▸ **EXERCISE DETAILS**
Reproduce every line of the items below word for word, leaving out the pictures.

BEGIN THE INPUT

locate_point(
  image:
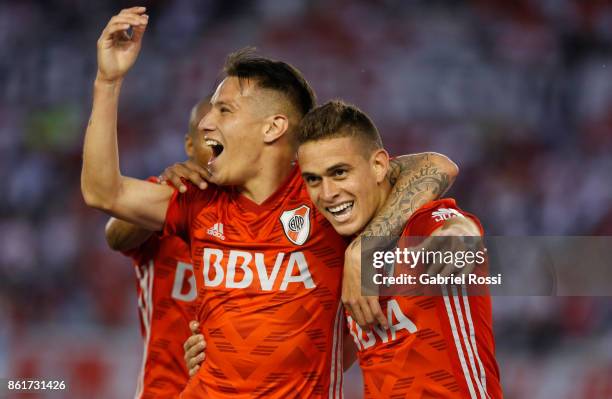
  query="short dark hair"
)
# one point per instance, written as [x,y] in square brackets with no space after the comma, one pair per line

END THE INPUT

▸ **TASK RESPONSE**
locate_point(
  image:
  query="short dark hair"
)
# one point per instance, written as [x,y] in square brackets with no space after the comma, one pair per line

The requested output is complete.